[Point annotations for photos]

==================================================

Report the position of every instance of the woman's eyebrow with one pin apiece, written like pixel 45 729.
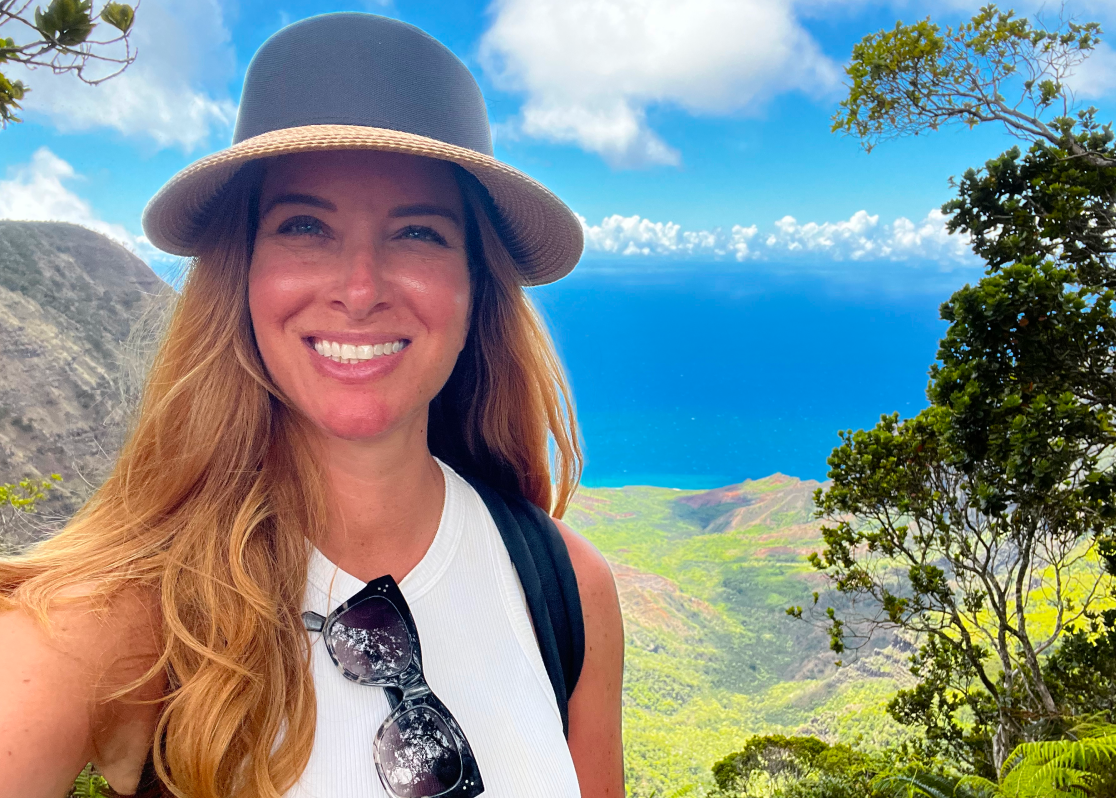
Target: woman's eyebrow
pixel 425 210
pixel 298 200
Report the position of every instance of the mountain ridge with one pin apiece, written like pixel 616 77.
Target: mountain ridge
pixel 73 304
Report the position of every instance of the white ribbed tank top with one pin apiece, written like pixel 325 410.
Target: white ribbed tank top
pixel 479 655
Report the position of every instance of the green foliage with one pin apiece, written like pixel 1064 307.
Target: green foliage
pixel 89 784
pixel 1081 766
pixel 66 22
pixel 63 42
pixel 795 767
pixel 921 784
pixel 983 525
pixel 711 657
pixel 18 500
pixel 118 16
pixel 1045 204
pixel 919 77
pixel 1074 768
pixel 1081 673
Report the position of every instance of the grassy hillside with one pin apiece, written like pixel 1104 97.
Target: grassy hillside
pixel 704 579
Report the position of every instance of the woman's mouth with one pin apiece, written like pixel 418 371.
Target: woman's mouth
pixel 355 353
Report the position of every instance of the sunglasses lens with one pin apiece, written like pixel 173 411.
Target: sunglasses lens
pixel 371 641
pixel 417 756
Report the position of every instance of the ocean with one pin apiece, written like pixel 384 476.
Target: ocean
pixel 701 375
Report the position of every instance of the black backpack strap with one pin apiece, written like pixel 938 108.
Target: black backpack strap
pixel 538 551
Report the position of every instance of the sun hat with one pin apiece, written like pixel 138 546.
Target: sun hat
pixel 363 82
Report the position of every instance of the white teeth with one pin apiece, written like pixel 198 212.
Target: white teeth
pixel 352 353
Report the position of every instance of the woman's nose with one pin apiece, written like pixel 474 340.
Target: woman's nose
pixel 363 287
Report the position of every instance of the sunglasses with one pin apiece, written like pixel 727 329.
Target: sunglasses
pixel 420 749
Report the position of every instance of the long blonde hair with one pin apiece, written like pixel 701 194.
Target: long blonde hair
pixel 215 491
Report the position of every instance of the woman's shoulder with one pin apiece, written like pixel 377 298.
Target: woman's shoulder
pixel 74 671
pixel 599 602
pixel 589 565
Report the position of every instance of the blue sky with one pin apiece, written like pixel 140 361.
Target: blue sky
pixel 679 131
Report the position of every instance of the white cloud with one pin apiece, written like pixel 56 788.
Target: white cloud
pixel 590 68
pixel 860 238
pixel 37 192
pixel 175 93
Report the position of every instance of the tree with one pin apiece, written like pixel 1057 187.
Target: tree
pixel 17 501
pixel 61 39
pixel 983 525
pixel 795 767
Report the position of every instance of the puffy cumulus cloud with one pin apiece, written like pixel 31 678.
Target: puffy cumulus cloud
pixel 862 237
pixel 859 238
pixel 175 94
pixel 590 68
pixel 37 192
pixel 629 236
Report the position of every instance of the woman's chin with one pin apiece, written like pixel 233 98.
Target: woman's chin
pixel 357 426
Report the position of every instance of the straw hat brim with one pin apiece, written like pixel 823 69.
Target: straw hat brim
pixel 547 236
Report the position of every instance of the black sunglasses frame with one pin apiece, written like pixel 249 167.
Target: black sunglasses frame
pixel 406 691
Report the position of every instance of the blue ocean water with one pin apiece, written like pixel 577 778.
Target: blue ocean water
pixel 704 375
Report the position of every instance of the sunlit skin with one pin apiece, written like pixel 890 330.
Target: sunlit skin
pixel 362 248
pixel 359 248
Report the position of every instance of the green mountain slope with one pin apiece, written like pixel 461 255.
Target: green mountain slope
pixel 704 579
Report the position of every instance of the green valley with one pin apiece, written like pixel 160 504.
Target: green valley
pixel 704 579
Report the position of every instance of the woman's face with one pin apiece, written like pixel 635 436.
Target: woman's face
pixel 358 288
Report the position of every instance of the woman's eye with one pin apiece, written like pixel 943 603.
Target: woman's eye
pixel 417 232
pixel 301 226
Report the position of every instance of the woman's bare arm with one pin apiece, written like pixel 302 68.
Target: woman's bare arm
pixel 595 740
pixel 54 717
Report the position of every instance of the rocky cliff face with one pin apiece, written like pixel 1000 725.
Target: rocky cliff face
pixel 74 306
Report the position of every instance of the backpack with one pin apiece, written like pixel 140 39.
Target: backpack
pixel 539 554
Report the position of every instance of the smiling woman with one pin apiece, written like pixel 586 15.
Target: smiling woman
pixel 324 563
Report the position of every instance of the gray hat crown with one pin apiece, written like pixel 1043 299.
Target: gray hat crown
pixel 362 69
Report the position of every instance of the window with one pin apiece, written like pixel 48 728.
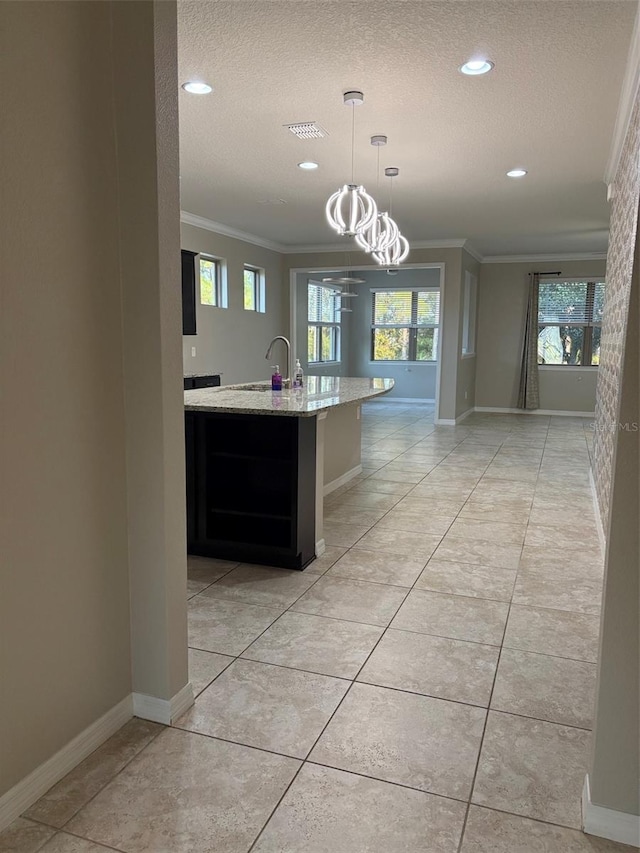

==================================================

Can you format every line of the entries above as a numbered list, skipping blank lines and leaving out the pictures?

1. Report the position of every instance of the woman's eyebrow with one pin apiece, written like pixel 45 729.
2. Target: woman's eyebrow
3. pixel 425 210
4. pixel 298 200
5. Report the position of every instance of the mountain ridge with one pin apiece, written like pixel 616 77.
6. Target: mountain ridge
7. pixel 73 304
8. Report the position of every instance of the white ribbed tank top with one pin apiece, written like pixel 325 410.
9. Target: white ribbed tank top
10. pixel 479 655
11. Report the position of every instance of the green foliage with one pin apiece, written like pixel 1064 307.
12. Target: green foliage
13. pixel 89 784
14. pixel 1081 766
15. pixel 66 22
16. pixel 63 42
17. pixel 795 767
18. pixel 921 784
19. pixel 983 525
20. pixel 711 657
21. pixel 18 500
22. pixel 118 16
23. pixel 1045 204
24. pixel 919 77
25. pixel 1074 768
26. pixel 1081 673
27. Report the position of every instance of the grassy hillside with one pin apiece, written like pixel 1104 97.
28. Target: grassy hillside
29. pixel 704 579
30. Report the position of every instance of the woman's mouth with one pin apiece, written like pixel 418 371.
31. Target: woman's mouth
32. pixel 355 353
33. Report the position of every instance of the sunglasses lens with one pin apiece, written like pixel 173 411.
34. Target: sunglasses lens
35. pixel 371 641
36. pixel 417 756
37. Report the position of every instance of the ocean with one pin apiece, written like pixel 384 476.
38. Target: ocean
39. pixel 701 375
40. Report the position of every instance of the black backpack strap with one pin apiece, written like pixel 938 108.
41. Target: black backpack strap
42. pixel 538 551
43. Report the position of every instance of the sun hat with one pin apiece, written like pixel 138 546.
44. Target: sun hat
45. pixel 363 82
46. Report the position of every instance of the white teeth with one pin apiece, written like pixel 198 212.
47. Target: white teeth
48. pixel 352 353
49. Report the position of every instance of the woman's nose with one pin apiece, written like pixel 474 340.
50. Target: woman's nose
51. pixel 363 287
52. Report the position of every instance of the sunglasses with one pin apiece, written like pixel 727 329.
53. Target: sunglasses
54. pixel 420 749
55. Report the position of every instance of the long blonde hair with one pin apiece, written like pixel 701 194.
56. Target: long blonde hair
57. pixel 215 491
58. Report the position of every instance of the woman's shoulder with one pin apiece, written like pixel 377 298.
59. Target: woman's shoulder
60. pixel 74 671
61. pixel 599 602
62. pixel 589 565
63. Report the position of every instance of the blue sky with one pin apiece, written like pixel 140 361.
64. Target: blue sky
65. pixel 679 131
66. Report the position of every instance of the white cloud with one pin apiece, written like pixel 56 788.
67. Target: white cloud
68. pixel 590 68
69. pixel 860 238
70. pixel 37 192
71. pixel 175 93
72. Report the position of every instance of the tree with one pin apiece, written like pixel 1057 187.
73. Target: tree
74. pixel 17 501
75. pixel 61 39
76. pixel 983 525
77. pixel 795 767
78. Report the position of every instance of the puffy cumulus cloud with one pin apiece, written like pixel 31 678.
79. Target: puffy cumulus cloud
80. pixel 862 237
81. pixel 859 238
82. pixel 175 94
83. pixel 590 68
84. pixel 37 192
85. pixel 629 236
86. Report the position of every instance of the woman's chin with one pin apiece, written like pixel 233 98.
87. Target: woman's chin
88. pixel 357 426
89. Report the position of every instance of the straw hat brim with one pin apiece, written like pixel 823 69.
90. Target: straw hat brim
91. pixel 547 236
92. Report the position of every instance of the black sunglasses frame with one pin apiece, written like pixel 249 167.
93. Target: black sunglasses frame
94. pixel 406 691
95. Report the position of every instance of the blue ocean water with one pin apiece, written like pixel 577 778.
96. Target: blue ocean water
97. pixel 704 375
98. Report the position of every instance of the sunlit skin with one pin apiece, written like pixel 890 330.
99. Target: sunlit skin
100. pixel 362 248
101. pixel 359 248
102. Report the position of every instance of the green mountain slope with one pin apiece, written like pixel 461 255.
103. Target: green mountain slope
104. pixel 704 579
105. Report the position of every instance of the green valley with one pin apiece, written like pixel 160 504.
106. Target: green valley
107. pixel 704 579
108. Report the position of every instance of the woman's face with one pin apiece, written like pixel 635 436.
109. Target: woman's face
110. pixel 358 288
111. Report the position of every instance of the woman's eye with one pin apiece, written like pixel 943 603.
112. Target: woman's eye
113. pixel 417 232
114. pixel 301 226
115. Report the position of every instance of the woman's bare arm with one pin apiece, written like pixel 302 68.
116. Target: woman's bare arm
117. pixel 595 740
118. pixel 54 717
119. Report the position of every instance of the rocky cliff face with one pin apiece, written like pixel 1000 725.
120. Target: rocky cliff face
121. pixel 74 306
122. Report the position of every instance of the backpack with one pin apiece, written like pixel 140 39.
123. Target: backpack
124. pixel 539 554
125. Report the position of every instance of the smiling woman with one pin apiece, written like pixel 586 15.
126. Target: smiling woman
127. pixel 324 563
128. Report the position of every instance of the gray hat crown with one pin apiece, written like pixel 1043 299.
129. Target: gray hat crown
130. pixel 362 69
131. Report the position of every instance of the window with one pin apiece, written like pixel 48 728.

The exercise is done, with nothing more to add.